• _Objetivo_: Reproduza fielmente a passagem do trecho abaixo sobre a distinção entre dinâmico e estático que se encontra entre "Dizer que o Movimento" e "de diferentes capitais.", inclusive.

É evidente, porém, que a distinção entre dinâmico e estático é menos simples do que aparenta à primeira vista. Frequentemente, ela supõe uma simples ilusão perceptiva: reconhecemos como “dinâmico” aquilo que se move a uma velocidade superior à nossa e, como “estático”, aquilo que é mais lento do que nós, quando, na verdade, tanto uma galáxia quanto uma flor são igualmente mutáveis, embora em ritmos diferentes. A maneira como essa ilusão é exposta pela presente inversão de velocidades entre natureza (por muito tempo pensada como pano de fundo imóvel) e cultura (supostamente o princípio motor do mundo) é um dos pontos centrais da literatura sobre o Antropoceno como um tempo em que a rapidez com que o mundo natural se transforma excede nossa capacidade de responder a essa transformação enquanto sociedade planetária. A divisão de Schmitt, que muitos de nós inadvertidamente continuamos a usar, supõe um dado a mais: se o Estado é estático e o Movimento é dinâmico, não é somente porque o segundo se move mais rápido que o primeiro, mas porque o primeiro não contém em si o princípio de seu próprio deslocamento, e precisa do outro para mudar de forma e lugar.

Dizer que o Movimento (Nacional-Socialista) era o elemento capaz de dar novo impulso a uma comunidade política em impasse desde o fim da Primeira Guerra Mundial certamente servia aos propósitos de Schmitt; mas podemos dizer que os movimentos sociais são o único elemento dinâmico nos Estados modernos? Se seguimos Nicos Poulantzas em entender o Estado como a “condensação material de [uma correlação de forças] entre classes e fração de classes”, é evidente que não: o Estado é transformado desde fora, seja por pressões vindas “de baixo”, seja por aquelas vindas “de cima” ou “do lado”, exercidas pelos interesses do capital ou de diferentes capitais.

• _Trecho dos dados_:
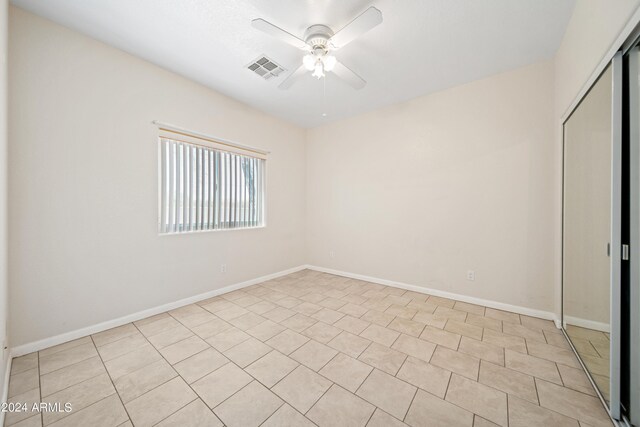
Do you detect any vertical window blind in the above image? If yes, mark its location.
[159,134,266,234]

• _Solução do problema_:
Dizer que o Movimento (Nacional-Socialista) era o elemento capaz de dar novo impulso a uma comunidade política em impasse desde o fim da Primeira Guerra Mundial certamente servia aos propósitos de Schmitt; mas podemos dizer que os movimentos sociais são o único elemento dinâmico nos Estados modernos? Se seguimos Nicos Poulantzas em entender o Estado como a “condensação material de [uma correlação de forças] entre classes e fração de classes”, é evidente que não: o Estado é transformado desde fora, seja por pressões vindas “de baixo”, seja por aquelas vindas “de cima” ou “do lado”, exercidas pelos interesses do capital ou de diferentes capitais.